The links below and previous links offer starting points for exploring these details and forming your own opinions of this report.
The IOM PowerPoint summary of the Committee Members, Review Process, and Report Highlights is available as a PDF at the main IOM report website.
In Beyond Myalgic Encephalomyelitis/Chronic Fatigue Syndrome: Redefining an Illness, the committee proposes clear and concise diagnostic criteria that will facilitate diagnosis and care for the patients affected by this often-debilitating disease. Broad dissemination and use of these criteria is essential to improve understanding of the disease among health care providers and the public and provide a firm foundation for future improvements in diagnosis and treatment of these patients.
AAAS Science Insider article
After reviewing more than 9000 scientific studies, hearing testimony from experts, and soliciting input from the public, the committee concluded that "the name 'chronic fatigue syndrome' has done a disservice to many patients," calling it "stigmatizing and trivializing." Myalgic encephalomyelitis (ME), they noted, "does not accurately describe the major features of the disease."
Solve ME/CFS Initiative
We took a huge leap forward this week in defining, legitimizing and ultimately finding a cure for ME/CFS. On Tuesday, the Institute of Medicine issued a forceful report that sharpened and simplified the illness' diagnostic criteria, legitimized it as physical, not psychological. . . . The IOM committee that conducted the study over an 18-month period also stressed in its report that more research was urgently needed.
M.E. Association (U.K.)
Systemic exertion intolerance disease does not exactly roll off the tongue. IOM committee member Ronald Davis, a biochemist who heads the genome center at Stanford University in Palo Alto, California, says the group considered about 100 options. "Boy, did we struggle with that," he said. "It's hard to come up with a good name, and I don't think this is a perfect name."

=== What needs to be done ===
Please carry on the roundup of reactions to the IOM report on ME/CFS, starting after its final sentence.

=== Entries shown ===
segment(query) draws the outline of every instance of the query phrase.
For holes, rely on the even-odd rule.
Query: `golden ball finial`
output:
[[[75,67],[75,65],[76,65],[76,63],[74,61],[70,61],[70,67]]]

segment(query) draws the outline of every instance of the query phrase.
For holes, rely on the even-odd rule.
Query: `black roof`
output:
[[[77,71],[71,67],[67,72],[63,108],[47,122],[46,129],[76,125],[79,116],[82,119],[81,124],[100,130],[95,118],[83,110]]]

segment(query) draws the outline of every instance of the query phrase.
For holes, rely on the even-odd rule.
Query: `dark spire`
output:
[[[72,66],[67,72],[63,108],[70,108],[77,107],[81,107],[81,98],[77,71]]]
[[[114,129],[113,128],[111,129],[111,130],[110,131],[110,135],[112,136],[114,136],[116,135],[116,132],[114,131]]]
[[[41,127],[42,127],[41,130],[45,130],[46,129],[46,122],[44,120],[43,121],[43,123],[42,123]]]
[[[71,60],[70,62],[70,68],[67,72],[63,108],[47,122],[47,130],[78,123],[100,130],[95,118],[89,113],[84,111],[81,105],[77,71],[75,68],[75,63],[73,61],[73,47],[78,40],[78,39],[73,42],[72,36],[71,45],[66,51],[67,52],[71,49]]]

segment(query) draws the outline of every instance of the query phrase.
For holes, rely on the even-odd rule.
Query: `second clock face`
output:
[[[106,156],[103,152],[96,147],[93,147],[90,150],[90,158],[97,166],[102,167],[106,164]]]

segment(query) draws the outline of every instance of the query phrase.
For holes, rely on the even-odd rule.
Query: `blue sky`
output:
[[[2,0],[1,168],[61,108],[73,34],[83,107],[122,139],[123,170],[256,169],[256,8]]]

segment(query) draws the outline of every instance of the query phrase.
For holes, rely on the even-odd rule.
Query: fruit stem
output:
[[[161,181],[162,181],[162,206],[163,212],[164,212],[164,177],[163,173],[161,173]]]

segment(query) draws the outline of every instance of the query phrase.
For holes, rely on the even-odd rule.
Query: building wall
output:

=== Solved problem ===
Occupy CFS
Since the IOM report came out, the patient/advocate online community has been on fire. Everyone is staking out a position. You like the name, or you don't; you think the definition will work, or it won't. And I have plenty to say about these issues, too. But what I don't hear people asking is: what is HHS going to do with this IOM report?
On Point WBUR Podcast discussing the IOM findings.
Guests:
Dr. Ellen Wright Clayton, professor of pediatrics and professor of law at Vanderbilt
University. (Co-founder of the Center for Biomedical Ethics and Society at
Vanderbilt.)
Dr. Derek Enlander, director of the Mount Sinai ME / CFS Center.
Dr. Daniel Neides, medical director for the Wellness Institute at the Cleveland Clinic.
Jennifer Brea, director of "Canary in a Coal Mine" and a ME/ CFS patient.
Cort Johnson, at his
Health Rising blog, wrote again about the name change, a week after the IOM announcement after reading other responses.
The name was certainly controversial but a significant portion of readers did not object. In a poll attracting about 750 people, a solid majority (43-29%) felt it was preferable to "ME/CFS". Fifty percent felt the name would at least moderately help their doctors to better understand their illness.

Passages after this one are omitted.